Saved entries:
□ □ □

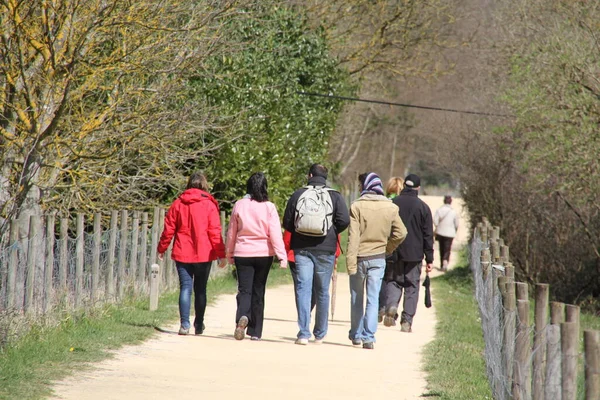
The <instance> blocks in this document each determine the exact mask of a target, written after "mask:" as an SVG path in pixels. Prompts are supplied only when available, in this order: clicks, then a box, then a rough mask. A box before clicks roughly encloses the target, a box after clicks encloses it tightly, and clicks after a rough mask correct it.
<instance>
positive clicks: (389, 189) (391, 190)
mask: <svg viewBox="0 0 600 400" xmlns="http://www.w3.org/2000/svg"><path fill="white" fill-rule="evenodd" d="M403 186H404V179H402V178H399V177H397V176H393V177H391V178H390V179H389V180H388V182H387V183H386V185H385V195H386V196H389V195H390V194H395V195H399V194H400V192H401V191H402V187H403Z"/></svg>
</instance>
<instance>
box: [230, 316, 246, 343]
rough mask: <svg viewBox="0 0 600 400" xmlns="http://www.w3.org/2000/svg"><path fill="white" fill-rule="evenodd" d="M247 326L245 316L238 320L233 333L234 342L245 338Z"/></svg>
mask: <svg viewBox="0 0 600 400" xmlns="http://www.w3.org/2000/svg"><path fill="white" fill-rule="evenodd" d="M247 326H248V317H246V316H245V315H244V316H242V317H241V318H240V320H239V321H238V324H237V326H236V327H235V331H233V337H234V338H235V340H243V339H244V338H245V337H246V327H247Z"/></svg>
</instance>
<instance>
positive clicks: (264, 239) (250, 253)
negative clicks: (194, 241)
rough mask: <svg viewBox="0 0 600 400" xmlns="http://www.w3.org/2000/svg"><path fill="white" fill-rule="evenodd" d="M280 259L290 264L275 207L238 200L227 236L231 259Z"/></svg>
mask: <svg viewBox="0 0 600 400" xmlns="http://www.w3.org/2000/svg"><path fill="white" fill-rule="evenodd" d="M274 255H277V258H278V259H279V260H280V261H281V262H285V263H287V255H286V252H285V246H284V245H283V235H282V233H281V222H280V221H279V214H277V209H276V208H275V204H273V203H271V202H270V201H265V202H260V203H259V202H257V201H254V200H252V199H249V198H243V199H241V200H238V201H237V202H236V203H235V205H234V206H233V211H232V213H231V218H230V219H229V231H228V232H227V259H228V260H229V262H230V263H232V264H233V257H268V256H274Z"/></svg>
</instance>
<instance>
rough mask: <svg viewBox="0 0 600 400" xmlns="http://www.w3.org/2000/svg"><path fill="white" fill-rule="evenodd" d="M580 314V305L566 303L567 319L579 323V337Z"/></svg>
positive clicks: (578, 336) (578, 335) (566, 315)
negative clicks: (579, 307)
mask: <svg viewBox="0 0 600 400" xmlns="http://www.w3.org/2000/svg"><path fill="white" fill-rule="evenodd" d="M579 314H580V309H579V306H575V305H573V304H566V305H565V317H566V318H565V321H566V322H574V323H575V324H577V337H579Z"/></svg>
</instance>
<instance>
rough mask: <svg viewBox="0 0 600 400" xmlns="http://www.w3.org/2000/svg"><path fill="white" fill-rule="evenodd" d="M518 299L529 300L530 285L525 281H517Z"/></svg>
mask: <svg viewBox="0 0 600 400" xmlns="http://www.w3.org/2000/svg"><path fill="white" fill-rule="evenodd" d="M515 288H516V290H517V300H529V285H527V284H526V283H523V282H515Z"/></svg>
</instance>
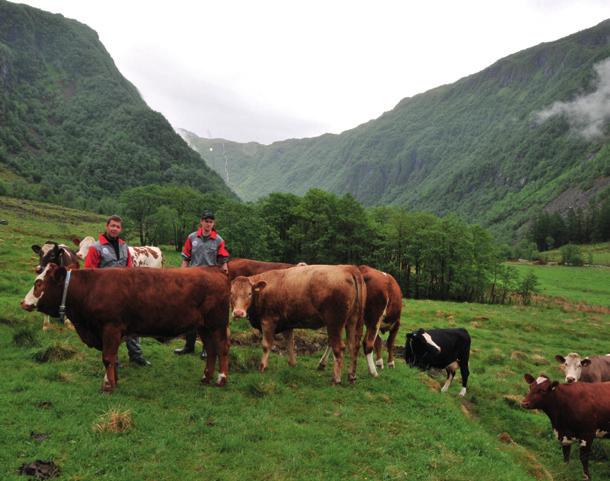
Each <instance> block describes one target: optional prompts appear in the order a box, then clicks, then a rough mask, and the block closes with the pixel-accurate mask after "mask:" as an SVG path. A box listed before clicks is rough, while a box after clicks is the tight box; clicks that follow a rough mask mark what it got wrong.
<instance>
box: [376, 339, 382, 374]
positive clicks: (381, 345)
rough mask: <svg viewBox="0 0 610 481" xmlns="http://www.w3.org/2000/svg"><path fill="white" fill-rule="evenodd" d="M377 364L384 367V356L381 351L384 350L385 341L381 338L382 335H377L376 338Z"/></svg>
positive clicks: (376, 362)
mask: <svg viewBox="0 0 610 481" xmlns="http://www.w3.org/2000/svg"><path fill="white" fill-rule="evenodd" d="M374 349H375V366H376V367H378V368H380V369H383V357H382V356H381V351H382V350H383V341H382V340H381V336H380V335H379V336H377V337H376V338H375V346H374Z"/></svg>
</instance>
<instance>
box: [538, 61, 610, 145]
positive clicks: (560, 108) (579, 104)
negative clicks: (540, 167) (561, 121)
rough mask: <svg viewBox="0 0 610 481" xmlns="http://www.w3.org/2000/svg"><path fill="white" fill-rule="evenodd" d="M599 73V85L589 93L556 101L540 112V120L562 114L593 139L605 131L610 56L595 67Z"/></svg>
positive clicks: (608, 84)
mask: <svg viewBox="0 0 610 481" xmlns="http://www.w3.org/2000/svg"><path fill="white" fill-rule="evenodd" d="M593 68H594V70H595V72H596V74H597V87H596V89H595V90H594V91H593V92H591V93H588V94H585V95H581V96H579V97H577V98H575V99H574V100H572V101H570V102H555V103H553V105H551V106H550V107H549V108H548V109H545V110H543V111H542V112H538V113H537V114H536V118H537V120H538V122H545V121H546V120H548V119H549V118H551V117H554V116H558V115H562V116H565V118H566V120H567V121H568V123H569V124H570V127H571V129H572V130H573V131H575V132H577V133H578V134H580V135H582V136H583V137H584V138H585V139H588V140H591V139H593V138H595V137H599V136H601V135H602V134H603V133H604V128H605V126H606V124H607V123H608V121H609V120H610V58H607V59H605V60H603V61H601V62H599V63H597V64H595V66H594V67H593Z"/></svg>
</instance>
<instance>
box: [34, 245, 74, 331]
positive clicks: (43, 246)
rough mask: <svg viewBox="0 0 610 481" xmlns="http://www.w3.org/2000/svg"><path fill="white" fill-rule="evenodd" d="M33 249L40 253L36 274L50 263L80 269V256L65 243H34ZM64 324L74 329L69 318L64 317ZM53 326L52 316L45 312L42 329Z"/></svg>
mask: <svg viewBox="0 0 610 481" xmlns="http://www.w3.org/2000/svg"><path fill="white" fill-rule="evenodd" d="M32 250H33V251H34V252H35V253H36V254H38V257H39V260H38V265H37V266H36V267H35V268H34V270H35V271H36V274H40V273H41V272H42V271H43V270H44V268H45V267H46V266H47V265H48V264H51V263H53V264H57V265H59V266H63V267H66V268H68V269H78V268H79V266H80V265H79V263H78V257H77V256H76V253H75V252H74V251H72V250H71V249H69V248H68V246H66V245H64V244H58V243H57V242H54V241H46V242H45V243H44V244H43V245H42V246H39V245H37V244H34V245H33V246H32ZM64 326H66V327H68V328H70V329H73V326H72V323H71V322H70V320H69V319H67V318H66V319H64ZM49 327H51V318H50V317H49V316H48V315H46V314H45V316H44V318H43V321H42V330H43V331H47V330H48V329H49Z"/></svg>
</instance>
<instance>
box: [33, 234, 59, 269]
mask: <svg viewBox="0 0 610 481" xmlns="http://www.w3.org/2000/svg"><path fill="white" fill-rule="evenodd" d="M32 250H33V251H34V252H35V253H36V254H38V257H40V260H39V262H38V265H37V266H36V268H35V271H36V274H40V273H41V272H42V271H43V270H44V268H45V267H46V266H47V265H48V264H51V263H53V264H59V263H60V255H61V248H60V247H59V244H57V242H53V241H46V242H45V243H44V244H43V245H42V246H39V245H37V244H34V245H33V246H32Z"/></svg>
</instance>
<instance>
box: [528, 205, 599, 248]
mask: <svg viewBox="0 0 610 481" xmlns="http://www.w3.org/2000/svg"><path fill="white" fill-rule="evenodd" d="M528 237H529V239H530V240H531V241H532V242H534V243H535V244H536V248H537V249H538V250H539V251H541V252H543V251H547V250H550V249H556V248H558V247H561V246H563V245H566V244H589V243H593V242H606V241H610V197H608V198H607V199H606V200H605V201H604V202H602V203H600V204H599V205H591V206H590V207H589V208H588V209H580V208H576V209H569V210H568V211H567V213H566V214H565V215H563V216H562V215H561V214H559V213H558V212H555V213H552V214H551V213H549V212H545V211H542V212H540V213H538V215H536V217H535V218H534V220H533V221H532V224H531V226H530V229H529V235H528Z"/></svg>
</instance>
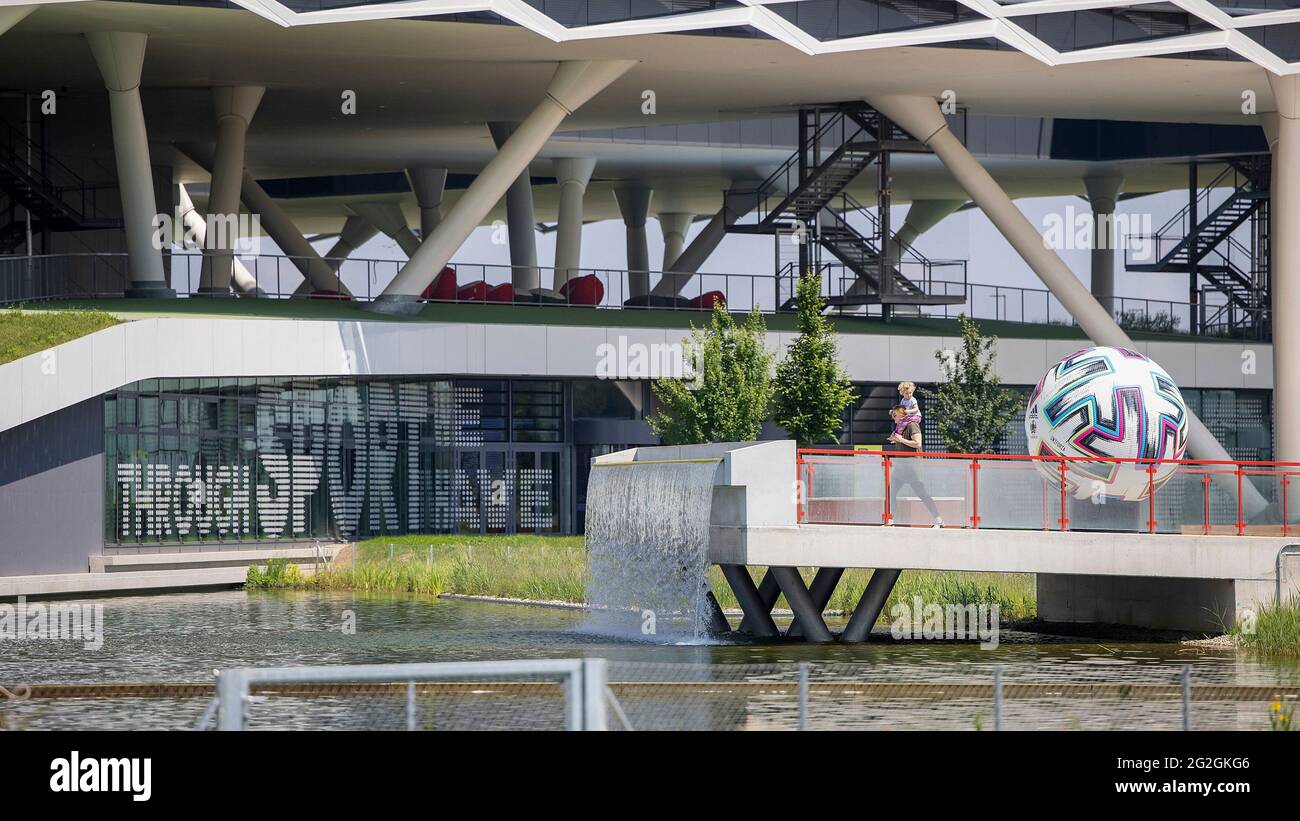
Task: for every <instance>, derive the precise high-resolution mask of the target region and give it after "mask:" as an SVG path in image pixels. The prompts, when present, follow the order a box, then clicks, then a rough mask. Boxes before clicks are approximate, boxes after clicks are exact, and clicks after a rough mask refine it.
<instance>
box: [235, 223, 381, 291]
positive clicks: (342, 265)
mask: <svg viewBox="0 0 1300 821" xmlns="http://www.w3.org/2000/svg"><path fill="white" fill-rule="evenodd" d="M378 233H380V229H377V227H374V226H373V225H370V222H369V221H368V220H363V218H360V217H357V216H355V214H352V216H348V217H347V220H344V221H343V230H341V231H339V234H338V239H335V240H334V244H333V246H330V249H329V251H326V252H325V262H326V264H328V265H329V266H330V269H331V270H333V272H334V273H335V274H337V273H338V270H339V269H341V268H342V266H343V262H344V261H346V260H347V257H350V256H351V255H352V252H354V251H356V249H357V248H360V247H361V246H364V244H365V243H368V242H370V238H373V236H374V235H376V234H378ZM235 262H237V264H238V260H235ZM313 290H315V288H312V282H311V279H303V281H302V283H299V286H298V288H296V290H295V291H294V296H311V294H312V291H313Z"/></svg>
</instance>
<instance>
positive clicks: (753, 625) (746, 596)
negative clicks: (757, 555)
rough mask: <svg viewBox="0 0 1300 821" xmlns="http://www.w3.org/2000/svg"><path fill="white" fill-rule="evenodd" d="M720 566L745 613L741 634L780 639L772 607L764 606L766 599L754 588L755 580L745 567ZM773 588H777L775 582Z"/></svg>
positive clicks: (772, 598)
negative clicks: (747, 634)
mask: <svg viewBox="0 0 1300 821" xmlns="http://www.w3.org/2000/svg"><path fill="white" fill-rule="evenodd" d="M718 566H720V568H722V569H723V575H724V577H725V578H727V583H728V585H731V588H732V592H733V594H736V600H737V601H740V609H741V611H744V612H745V617H744V618H742V620H741V624H740V630H741V633H749V634H750V635H755V637H758V638H762V639H775V638H780V635H781V631H780V630H777V629H776V622H775V621H772V605H771V604H764V599H763V598H762V596H761V595H759V592H758V587H755V586H754V579H753V578H750V575H749V570H748V569H746V568H745V565H718ZM764 582H766V579H764ZM772 586H774V587H775V581H774V583H772ZM775 600H776V596H772V601H775Z"/></svg>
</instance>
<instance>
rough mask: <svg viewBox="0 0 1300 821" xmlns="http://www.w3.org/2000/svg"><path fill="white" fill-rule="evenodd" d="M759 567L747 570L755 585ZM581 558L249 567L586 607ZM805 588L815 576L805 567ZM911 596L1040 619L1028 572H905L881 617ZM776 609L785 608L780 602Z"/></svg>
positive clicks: (561, 537)
mask: <svg viewBox="0 0 1300 821" xmlns="http://www.w3.org/2000/svg"><path fill="white" fill-rule="evenodd" d="M763 570H764V569H763V568H751V569H750V573H751V574H753V575H754V579H755V582H757V581H758V579H759V578H762V573H763ZM585 575H586V553H585V548H584V544H582V538H581V537H534V535H499V537H464V535H406V537H382V538H378V539H370V540H368V542H361V543H359V544H357V546H356V561H355V566H354V562H352V557H351V555H350V553H346V552H344V553H343V555H342V556H341V557H339V559H338V560H335V562H334V565H333V566H330V568H328V569H325V570H321V572H320V573H317V574H316V575H312V577H308V575H304V574H302V573H295V572H290V570H286V569H282V568H281V569H277V570H274V572H272V570H270V568H269V566H268V570H266V572H263V570H261V569H259V568H250V572H248V587H250V588H256V590H270V588H281V590H295V588H296V590H304V588H321V590H357V591H368V592H417V594H425V595H433V596H437V595H442V594H459V595H473V596H497V598H503V599H525V600H530V601H567V603H581V601H584V600H585V595H584V591H585ZM803 578H805V581H806V582H811V579H813V572H811V570H803ZM870 578H871V570H861V569H849V570H845V573H844V578H842V579H841V581H840V585H839V588H837V590H836V594H835V596H833V598H832V599H831V601H829V604H828V605H827V607H828V609H832V611H842V612H845V613H849V612H852V611H853V608H854V605H855V604H857V603H858V599H859V598H861V596H862V591H863V588H865V587H866V585H867V581H868V579H870ZM708 582H710V586H711V587H712V590H714V595H715V596H716V598H718V601H719V604H722V605H723V607H724V608H736V607H738V603H737V601H736V596H735V595H733V594H732V590H731V587H729V586H728V585H727V582H725V579H724V578H723V575H722V572H720V570H719V569H718V568H710V570H708ZM915 596H920V598H922V600H923V601H924V603H926V604H932V603H933V604H940V605H948V604H961V605H967V604H997V605H998V609H1000V614H1001V617H1002V618H1004V620H1006V621H1022V620H1030V618H1034V617H1035V614H1036V613H1037V605H1036V600H1035V590H1034V577H1032V575H1030V574H1027V573H936V572H926V570H907V572H905V573H904V574H902V575H901V577H900V579H898V585H897V586H896V587H894V591H893V594H892V595H891V596H889V601H888V603H887V605H885V609H884V612H883V618H887V620H888V617H889V609H891V608H892V607H893V605H894V604H897V603H900V601H902V603H906V604H907V605H909V607H910V605H911V604H913V601H914V599H915ZM776 607H779V608H785V607H788V605H787V603H785V600H784V596H783V598H781V599H779V600H777V603H776Z"/></svg>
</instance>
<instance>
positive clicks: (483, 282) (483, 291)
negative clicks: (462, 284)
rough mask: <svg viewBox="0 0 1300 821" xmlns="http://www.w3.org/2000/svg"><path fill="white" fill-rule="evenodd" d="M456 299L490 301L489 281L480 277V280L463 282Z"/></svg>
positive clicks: (464, 301)
mask: <svg viewBox="0 0 1300 821" xmlns="http://www.w3.org/2000/svg"><path fill="white" fill-rule="evenodd" d="M456 299H458V300H459V301H461V303H484V301H487V283H486V282H484V281H482V279H480V281H478V282H471V283H468V284H463V286H460V288H458V290H456Z"/></svg>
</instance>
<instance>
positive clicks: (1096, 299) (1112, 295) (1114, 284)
mask: <svg viewBox="0 0 1300 821" xmlns="http://www.w3.org/2000/svg"><path fill="white" fill-rule="evenodd" d="M1123 184H1125V178H1123V177H1119V175H1115V174H1108V175H1096V177H1084V179H1083V186H1084V188H1087V191H1088V204H1089V205H1091V207H1092V282H1091V291H1092V296H1093V297H1095V299H1096V300H1097V304H1100V305H1101V307H1102V308H1105V309H1106V313H1109V314H1112V316H1114V313H1115V242H1117V238H1115V205H1117V204H1118V201H1119V188H1122V187H1123Z"/></svg>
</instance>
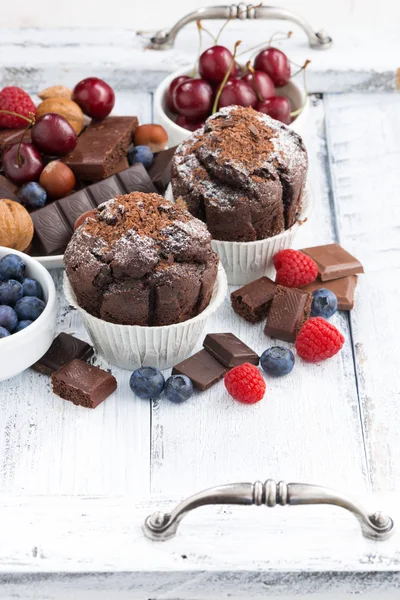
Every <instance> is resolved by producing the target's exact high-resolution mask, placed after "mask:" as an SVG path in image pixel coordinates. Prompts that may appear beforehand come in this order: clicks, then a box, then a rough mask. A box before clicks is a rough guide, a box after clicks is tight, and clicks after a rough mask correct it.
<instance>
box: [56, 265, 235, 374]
mask: <svg viewBox="0 0 400 600" xmlns="http://www.w3.org/2000/svg"><path fill="white" fill-rule="evenodd" d="M226 292H227V281H226V275H225V271H224V269H223V268H222V266H221V264H220V265H219V266H218V273H217V278H216V281H215V285H214V290H213V294H212V297H211V301H210V304H209V305H208V306H207V308H206V309H205V310H203V312H202V313H200V314H199V315H197V316H196V317H193V319H189V320H188V321H184V322H183V323H176V324H174V325H165V326H163V327H141V326H138V325H116V324H114V323H109V322H108V321H103V320H102V319H98V318H97V317H94V316H93V315H91V314H90V313H88V312H87V311H86V310H84V309H83V308H81V307H80V306H79V304H78V302H77V300H76V296H75V294H74V291H73V289H72V287H71V284H70V283H69V280H68V277H67V275H66V274H65V273H64V293H65V296H66V298H67V300H68V302H69V303H70V304H71V305H72V306H73V307H74V308H76V309H77V310H78V311H79V314H80V316H81V318H82V321H83V324H84V325H85V327H86V329H87V332H88V334H89V336H90V339H91V340H92V343H93V346H94V347H95V348H96V350H97V351H98V352H99V354H101V355H102V356H103V357H104V358H105V359H106V360H107V361H108V362H110V363H111V364H113V365H116V366H117V367H121V368H122V369H130V370H132V371H133V370H134V369H137V368H138V367H140V366H142V365H145V366H148V367H156V368H157V369H161V370H162V369H168V368H170V367H173V366H174V365H176V364H178V363H179V362H181V361H182V360H184V359H185V358H187V357H188V356H190V354H191V352H192V350H193V348H194V346H195V345H196V343H197V342H198V341H199V338H200V337H201V333H202V331H203V329H204V326H205V324H206V321H207V319H208V318H209V316H210V315H212V314H213V313H214V312H215V311H216V310H217V309H218V308H219V307H220V306H221V304H222V302H223V301H224V299H225V296H226Z"/></svg>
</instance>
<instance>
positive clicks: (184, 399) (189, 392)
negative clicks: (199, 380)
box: [164, 375, 193, 404]
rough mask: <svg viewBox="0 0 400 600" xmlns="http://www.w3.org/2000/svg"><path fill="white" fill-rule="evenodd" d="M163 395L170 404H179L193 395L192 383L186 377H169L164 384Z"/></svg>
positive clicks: (191, 382) (176, 375) (177, 375)
mask: <svg viewBox="0 0 400 600" xmlns="http://www.w3.org/2000/svg"><path fill="white" fill-rule="evenodd" d="M164 394H165V395H166V397H167V398H168V400H170V401H171V402H175V404H181V403H182V402H185V401H186V400H188V399H189V398H190V396H191V395H192V394H193V383H192V382H191V380H190V379H189V377H186V375H171V377H169V378H168V379H167V381H166V382H165V389H164Z"/></svg>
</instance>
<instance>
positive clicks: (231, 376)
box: [224, 363, 267, 404]
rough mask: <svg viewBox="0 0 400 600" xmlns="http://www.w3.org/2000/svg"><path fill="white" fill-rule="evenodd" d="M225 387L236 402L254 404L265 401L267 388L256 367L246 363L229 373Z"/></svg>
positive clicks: (234, 369)
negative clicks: (265, 391)
mask: <svg viewBox="0 0 400 600" xmlns="http://www.w3.org/2000/svg"><path fill="white" fill-rule="evenodd" d="M224 383H225V387H226V389H227V390H228V392H229V393H230V395H231V396H232V398H234V399H235V400H238V402H243V403H244V404H254V403H255V402H259V401H260V400H262V399H263V397H264V394H265V390H266V388H267V386H266V385H265V381H264V379H263V378H262V375H261V373H260V371H259V370H258V369H257V367H255V366H254V365H250V364H249V363H244V364H243V365H239V366H238V367H235V368H234V369H232V370H231V371H229V372H228V373H227V374H226V375H225V378H224Z"/></svg>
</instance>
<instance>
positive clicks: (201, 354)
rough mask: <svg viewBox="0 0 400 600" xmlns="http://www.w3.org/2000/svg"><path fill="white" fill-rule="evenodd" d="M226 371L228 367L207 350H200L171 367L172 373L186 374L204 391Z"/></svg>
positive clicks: (173, 373) (175, 374)
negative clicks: (218, 359)
mask: <svg viewBox="0 0 400 600" xmlns="http://www.w3.org/2000/svg"><path fill="white" fill-rule="evenodd" d="M228 371H229V369H228V368H227V367H225V366H224V365H223V364H221V363H220V362H219V361H218V360H216V359H215V358H214V357H213V356H211V354H210V353H209V352H207V350H200V352H197V354H193V356H191V357H190V358H187V359H186V360H184V361H182V362H181V363H179V365H176V366H175V367H174V368H173V369H172V374H173V375H186V376H187V377H189V379H191V381H192V383H193V386H194V387H195V388H197V389H198V390H200V391H201V392H204V390H207V389H208V388H209V387H211V386H212V385H214V383H217V381H219V380H220V379H222V378H223V376H224V375H225V374H226V373H227V372H228Z"/></svg>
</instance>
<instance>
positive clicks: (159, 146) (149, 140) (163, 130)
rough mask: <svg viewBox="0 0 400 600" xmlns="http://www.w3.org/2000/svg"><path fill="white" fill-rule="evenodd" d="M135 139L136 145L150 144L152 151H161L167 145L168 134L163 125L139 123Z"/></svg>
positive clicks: (136, 145)
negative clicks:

□ □ □

Work to be completed: Please leave out the pictures as you reproduce the lines exactly, from the first line of the entries through the line containing "box: [230, 316, 246, 343]".

Written response:
The <instance> blocks in this document each determine the exact mask of a target, written after "mask:" as an SVG path in pixels. Prompts are supplied only when available, in this order: clicks, then a box, then a rough mask. A box before clicks roughly encloses the target, a box after clicks encloses it tightly, and clicks after a rough mask correct it.
<instance>
positive clicks: (389, 189) (391, 190)
mask: <svg viewBox="0 0 600 400" xmlns="http://www.w3.org/2000/svg"><path fill="white" fill-rule="evenodd" d="M403 186H404V179H402V178H399V177H397V176H393V177H391V178H390V179H389V180H388V182H387V183H386V185H385V195H386V196H389V195H390V194H395V195H399V194H400V192H401V191H402V187H403Z"/></svg>
</instance>
<instance>
box: [230, 316, 246, 343]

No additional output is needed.